PROBLEM:
Copy the records below with "top-left corner" changed to "upper-left corner" wherever it occurs. Leave every other part the same.
* start *
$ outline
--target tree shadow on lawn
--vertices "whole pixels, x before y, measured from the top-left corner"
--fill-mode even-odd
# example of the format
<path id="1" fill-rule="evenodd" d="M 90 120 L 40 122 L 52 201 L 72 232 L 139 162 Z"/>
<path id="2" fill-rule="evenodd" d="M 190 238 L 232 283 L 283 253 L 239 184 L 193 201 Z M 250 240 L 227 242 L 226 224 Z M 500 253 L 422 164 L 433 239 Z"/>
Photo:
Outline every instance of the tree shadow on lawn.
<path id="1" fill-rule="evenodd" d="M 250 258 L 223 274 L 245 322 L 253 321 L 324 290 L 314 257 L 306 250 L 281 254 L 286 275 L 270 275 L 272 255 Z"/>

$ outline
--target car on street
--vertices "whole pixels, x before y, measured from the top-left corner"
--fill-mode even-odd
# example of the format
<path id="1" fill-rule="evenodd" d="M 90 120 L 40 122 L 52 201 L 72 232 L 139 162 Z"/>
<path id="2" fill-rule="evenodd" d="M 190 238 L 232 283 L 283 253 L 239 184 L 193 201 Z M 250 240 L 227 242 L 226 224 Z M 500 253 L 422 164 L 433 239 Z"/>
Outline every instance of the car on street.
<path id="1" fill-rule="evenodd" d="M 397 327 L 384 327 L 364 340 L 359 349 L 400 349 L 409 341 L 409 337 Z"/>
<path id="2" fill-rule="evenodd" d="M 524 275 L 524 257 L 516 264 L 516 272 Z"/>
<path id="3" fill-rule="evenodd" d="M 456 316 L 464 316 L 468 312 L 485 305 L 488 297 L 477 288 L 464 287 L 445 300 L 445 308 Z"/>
* end *
THE ANSWER:
$ outline
--target tree shadow on lawn
--vertices "whole pixels, x before y, measured from the upper-left corner"
--fill-mode even-odd
# example of the format
<path id="1" fill-rule="evenodd" d="M 90 120 L 40 122 L 52 201 L 72 232 L 139 162 Z"/>
<path id="2" fill-rule="evenodd" d="M 190 238 L 232 283 L 283 253 L 239 184 L 193 201 Z M 250 240 L 227 242 L 226 224 Z M 500 253 L 422 164 L 433 239 Z"/>
Photo:
Outline every instance of the tree shadow on lawn.
<path id="1" fill-rule="evenodd" d="M 250 258 L 223 274 L 245 322 L 253 321 L 324 290 L 314 257 L 306 250 L 281 254 L 286 275 L 270 275 L 272 255 Z"/>

$ outline
--target car on street
--vertices "whole pixels, x before y, measured from the upper-left corner"
--fill-mode even-odd
# example of the format
<path id="1" fill-rule="evenodd" d="M 90 120 L 40 122 L 52 201 L 72 232 L 139 162 Z"/>
<path id="2" fill-rule="evenodd" d="M 190 238 L 232 283 L 283 253 L 239 184 L 193 201 Z M 250 240 L 227 242 L 226 224 Z M 500 253 L 422 164 L 433 239 Z"/>
Outline every instance of the car on street.
<path id="1" fill-rule="evenodd" d="M 397 327 L 384 327 L 364 340 L 359 349 L 400 349 L 409 341 L 409 337 Z"/>
<path id="2" fill-rule="evenodd" d="M 524 275 L 524 257 L 516 264 L 516 272 Z"/>
<path id="3" fill-rule="evenodd" d="M 456 316 L 464 316 L 468 312 L 485 305 L 488 297 L 477 288 L 464 287 L 445 300 L 445 308 Z"/>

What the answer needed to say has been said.